**How to complete this task**:
Nothing below is to be printed except the lines between the line holding "the porch post" and the line holding "[[10, 210], [269, 31], [225, 40], [228, 196]]", inclusive, each exactly as it appears.

———

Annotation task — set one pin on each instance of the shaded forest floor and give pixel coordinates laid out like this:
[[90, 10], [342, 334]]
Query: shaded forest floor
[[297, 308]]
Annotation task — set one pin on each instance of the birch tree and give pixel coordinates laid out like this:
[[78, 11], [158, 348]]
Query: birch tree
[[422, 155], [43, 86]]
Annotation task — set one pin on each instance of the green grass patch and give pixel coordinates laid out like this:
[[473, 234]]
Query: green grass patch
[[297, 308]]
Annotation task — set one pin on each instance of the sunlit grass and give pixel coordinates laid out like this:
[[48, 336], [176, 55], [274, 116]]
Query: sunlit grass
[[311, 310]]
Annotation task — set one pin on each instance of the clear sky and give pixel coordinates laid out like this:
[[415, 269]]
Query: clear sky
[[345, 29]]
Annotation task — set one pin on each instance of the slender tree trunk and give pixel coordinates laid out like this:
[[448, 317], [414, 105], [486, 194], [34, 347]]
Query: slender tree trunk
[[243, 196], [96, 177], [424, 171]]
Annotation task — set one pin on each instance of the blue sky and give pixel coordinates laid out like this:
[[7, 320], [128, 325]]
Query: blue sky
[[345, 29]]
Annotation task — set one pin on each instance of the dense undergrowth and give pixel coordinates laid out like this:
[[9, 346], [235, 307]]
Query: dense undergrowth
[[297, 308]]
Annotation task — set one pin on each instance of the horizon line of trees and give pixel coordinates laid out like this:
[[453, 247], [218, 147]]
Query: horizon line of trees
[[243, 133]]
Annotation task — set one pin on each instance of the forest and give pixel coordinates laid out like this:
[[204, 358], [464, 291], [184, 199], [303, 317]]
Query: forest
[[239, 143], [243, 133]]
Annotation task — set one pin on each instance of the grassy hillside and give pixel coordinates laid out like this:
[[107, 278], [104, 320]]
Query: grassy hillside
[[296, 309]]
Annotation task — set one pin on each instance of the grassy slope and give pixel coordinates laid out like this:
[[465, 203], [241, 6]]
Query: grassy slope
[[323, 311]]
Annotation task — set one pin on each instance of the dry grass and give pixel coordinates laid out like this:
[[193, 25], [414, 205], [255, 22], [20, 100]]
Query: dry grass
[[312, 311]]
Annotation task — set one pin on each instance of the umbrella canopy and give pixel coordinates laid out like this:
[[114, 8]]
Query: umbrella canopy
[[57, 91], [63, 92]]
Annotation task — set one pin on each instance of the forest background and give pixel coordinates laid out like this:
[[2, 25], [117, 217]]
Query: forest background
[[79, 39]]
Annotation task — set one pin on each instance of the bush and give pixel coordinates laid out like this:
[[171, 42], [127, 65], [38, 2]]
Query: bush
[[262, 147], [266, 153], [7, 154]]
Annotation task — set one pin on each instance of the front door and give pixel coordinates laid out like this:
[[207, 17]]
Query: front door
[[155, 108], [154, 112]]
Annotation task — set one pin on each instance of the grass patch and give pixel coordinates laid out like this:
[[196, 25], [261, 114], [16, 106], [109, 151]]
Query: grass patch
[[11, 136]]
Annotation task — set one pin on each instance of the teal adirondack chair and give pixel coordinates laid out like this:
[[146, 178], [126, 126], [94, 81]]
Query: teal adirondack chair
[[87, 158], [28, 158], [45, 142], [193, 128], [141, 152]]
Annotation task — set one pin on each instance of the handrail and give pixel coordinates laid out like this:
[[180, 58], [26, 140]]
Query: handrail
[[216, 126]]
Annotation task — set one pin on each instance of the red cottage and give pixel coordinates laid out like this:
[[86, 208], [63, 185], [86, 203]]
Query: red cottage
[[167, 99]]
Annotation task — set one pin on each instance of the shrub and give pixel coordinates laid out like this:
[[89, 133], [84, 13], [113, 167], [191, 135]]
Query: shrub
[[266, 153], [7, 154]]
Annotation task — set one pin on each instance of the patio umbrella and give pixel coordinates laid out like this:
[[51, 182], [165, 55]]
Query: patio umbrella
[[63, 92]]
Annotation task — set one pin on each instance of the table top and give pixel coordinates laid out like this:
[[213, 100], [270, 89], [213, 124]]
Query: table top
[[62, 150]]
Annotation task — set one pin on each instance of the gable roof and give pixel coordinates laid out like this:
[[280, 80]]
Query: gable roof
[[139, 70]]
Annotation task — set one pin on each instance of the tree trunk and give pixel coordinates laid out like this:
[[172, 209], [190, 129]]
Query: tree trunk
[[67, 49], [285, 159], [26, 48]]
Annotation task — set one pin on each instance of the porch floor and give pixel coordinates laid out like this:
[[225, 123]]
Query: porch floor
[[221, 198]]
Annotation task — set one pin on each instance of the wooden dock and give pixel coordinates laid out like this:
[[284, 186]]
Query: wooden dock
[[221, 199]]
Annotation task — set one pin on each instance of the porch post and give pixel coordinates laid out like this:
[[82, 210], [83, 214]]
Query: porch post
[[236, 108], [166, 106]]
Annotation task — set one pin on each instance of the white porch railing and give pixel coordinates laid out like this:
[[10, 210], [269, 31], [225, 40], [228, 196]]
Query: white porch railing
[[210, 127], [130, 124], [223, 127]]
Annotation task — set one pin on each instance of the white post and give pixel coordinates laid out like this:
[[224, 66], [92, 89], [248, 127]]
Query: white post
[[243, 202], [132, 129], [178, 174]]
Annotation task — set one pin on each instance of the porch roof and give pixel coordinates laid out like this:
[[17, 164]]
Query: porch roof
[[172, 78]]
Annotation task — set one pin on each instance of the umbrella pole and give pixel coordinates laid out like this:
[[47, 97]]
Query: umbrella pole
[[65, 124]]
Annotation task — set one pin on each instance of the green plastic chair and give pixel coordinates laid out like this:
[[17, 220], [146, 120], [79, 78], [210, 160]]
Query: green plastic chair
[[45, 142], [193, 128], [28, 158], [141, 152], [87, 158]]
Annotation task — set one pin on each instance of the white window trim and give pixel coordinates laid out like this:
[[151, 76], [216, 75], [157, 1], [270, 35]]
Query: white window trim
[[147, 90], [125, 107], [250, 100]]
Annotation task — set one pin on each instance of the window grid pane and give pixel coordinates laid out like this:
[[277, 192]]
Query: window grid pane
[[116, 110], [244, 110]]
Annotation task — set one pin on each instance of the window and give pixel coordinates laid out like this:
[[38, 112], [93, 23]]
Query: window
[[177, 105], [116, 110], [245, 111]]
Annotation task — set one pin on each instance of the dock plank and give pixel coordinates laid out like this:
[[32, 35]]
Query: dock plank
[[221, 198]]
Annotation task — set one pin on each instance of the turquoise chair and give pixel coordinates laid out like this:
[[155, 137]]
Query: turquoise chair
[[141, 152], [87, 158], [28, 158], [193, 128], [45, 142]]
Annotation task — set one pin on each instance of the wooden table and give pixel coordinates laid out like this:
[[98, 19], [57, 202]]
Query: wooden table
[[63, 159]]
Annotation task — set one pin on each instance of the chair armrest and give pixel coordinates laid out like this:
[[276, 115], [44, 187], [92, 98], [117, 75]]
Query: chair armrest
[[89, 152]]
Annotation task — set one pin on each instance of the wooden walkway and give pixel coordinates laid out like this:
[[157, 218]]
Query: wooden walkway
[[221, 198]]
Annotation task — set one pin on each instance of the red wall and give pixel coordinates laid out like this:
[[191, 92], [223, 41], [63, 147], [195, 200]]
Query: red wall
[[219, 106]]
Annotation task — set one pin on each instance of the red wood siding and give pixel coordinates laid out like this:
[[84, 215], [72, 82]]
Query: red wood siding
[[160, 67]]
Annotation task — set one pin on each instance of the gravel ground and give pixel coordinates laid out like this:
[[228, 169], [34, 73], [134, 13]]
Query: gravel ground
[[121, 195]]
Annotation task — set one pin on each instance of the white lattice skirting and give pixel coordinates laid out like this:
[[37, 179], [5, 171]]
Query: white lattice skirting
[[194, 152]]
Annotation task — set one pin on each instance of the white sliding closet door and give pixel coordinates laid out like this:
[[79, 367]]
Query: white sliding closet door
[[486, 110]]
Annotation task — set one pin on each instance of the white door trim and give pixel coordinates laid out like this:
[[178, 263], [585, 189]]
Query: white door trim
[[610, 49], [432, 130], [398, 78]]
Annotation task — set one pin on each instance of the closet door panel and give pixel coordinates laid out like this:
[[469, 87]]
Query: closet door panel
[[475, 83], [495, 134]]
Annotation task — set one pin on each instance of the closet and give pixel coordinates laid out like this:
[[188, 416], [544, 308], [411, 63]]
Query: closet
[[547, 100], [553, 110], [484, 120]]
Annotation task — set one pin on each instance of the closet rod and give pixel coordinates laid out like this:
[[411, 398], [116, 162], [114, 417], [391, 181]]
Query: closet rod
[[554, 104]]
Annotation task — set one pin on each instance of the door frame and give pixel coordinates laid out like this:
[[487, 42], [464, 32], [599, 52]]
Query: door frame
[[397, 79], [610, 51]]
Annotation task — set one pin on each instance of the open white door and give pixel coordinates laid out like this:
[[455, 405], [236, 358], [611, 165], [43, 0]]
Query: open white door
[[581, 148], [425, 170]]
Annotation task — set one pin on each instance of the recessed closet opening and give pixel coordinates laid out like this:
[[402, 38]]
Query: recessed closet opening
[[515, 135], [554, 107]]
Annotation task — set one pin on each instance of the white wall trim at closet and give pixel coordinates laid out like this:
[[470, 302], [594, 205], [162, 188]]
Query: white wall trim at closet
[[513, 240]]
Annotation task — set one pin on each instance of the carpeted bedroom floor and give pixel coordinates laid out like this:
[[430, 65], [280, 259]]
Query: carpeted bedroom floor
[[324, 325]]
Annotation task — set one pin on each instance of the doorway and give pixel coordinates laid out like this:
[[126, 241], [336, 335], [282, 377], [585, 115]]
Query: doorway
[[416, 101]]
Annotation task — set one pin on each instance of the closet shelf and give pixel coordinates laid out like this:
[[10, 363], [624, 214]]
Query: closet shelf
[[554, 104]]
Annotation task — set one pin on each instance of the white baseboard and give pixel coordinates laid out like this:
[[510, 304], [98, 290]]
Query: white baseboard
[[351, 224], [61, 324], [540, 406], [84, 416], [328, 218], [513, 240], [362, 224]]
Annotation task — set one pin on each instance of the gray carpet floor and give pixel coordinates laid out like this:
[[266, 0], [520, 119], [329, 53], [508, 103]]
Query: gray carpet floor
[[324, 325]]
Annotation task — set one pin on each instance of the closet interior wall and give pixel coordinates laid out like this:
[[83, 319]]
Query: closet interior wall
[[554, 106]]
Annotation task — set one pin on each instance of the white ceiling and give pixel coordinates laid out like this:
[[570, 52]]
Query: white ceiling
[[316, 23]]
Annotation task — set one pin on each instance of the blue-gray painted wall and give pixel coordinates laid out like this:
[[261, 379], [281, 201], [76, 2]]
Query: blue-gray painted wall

———

**Reply**:
Annotation task — set one pin on each instance of the porch post and give pixel coordinates laid out like this:
[[82, 210], [83, 214]]
Query: porch post
[[236, 108], [166, 106]]
Annotation task — set one pin on each instance of the white porch railing and give pixel coordinates laid out like this:
[[10, 210], [269, 31], [225, 40], [228, 196]]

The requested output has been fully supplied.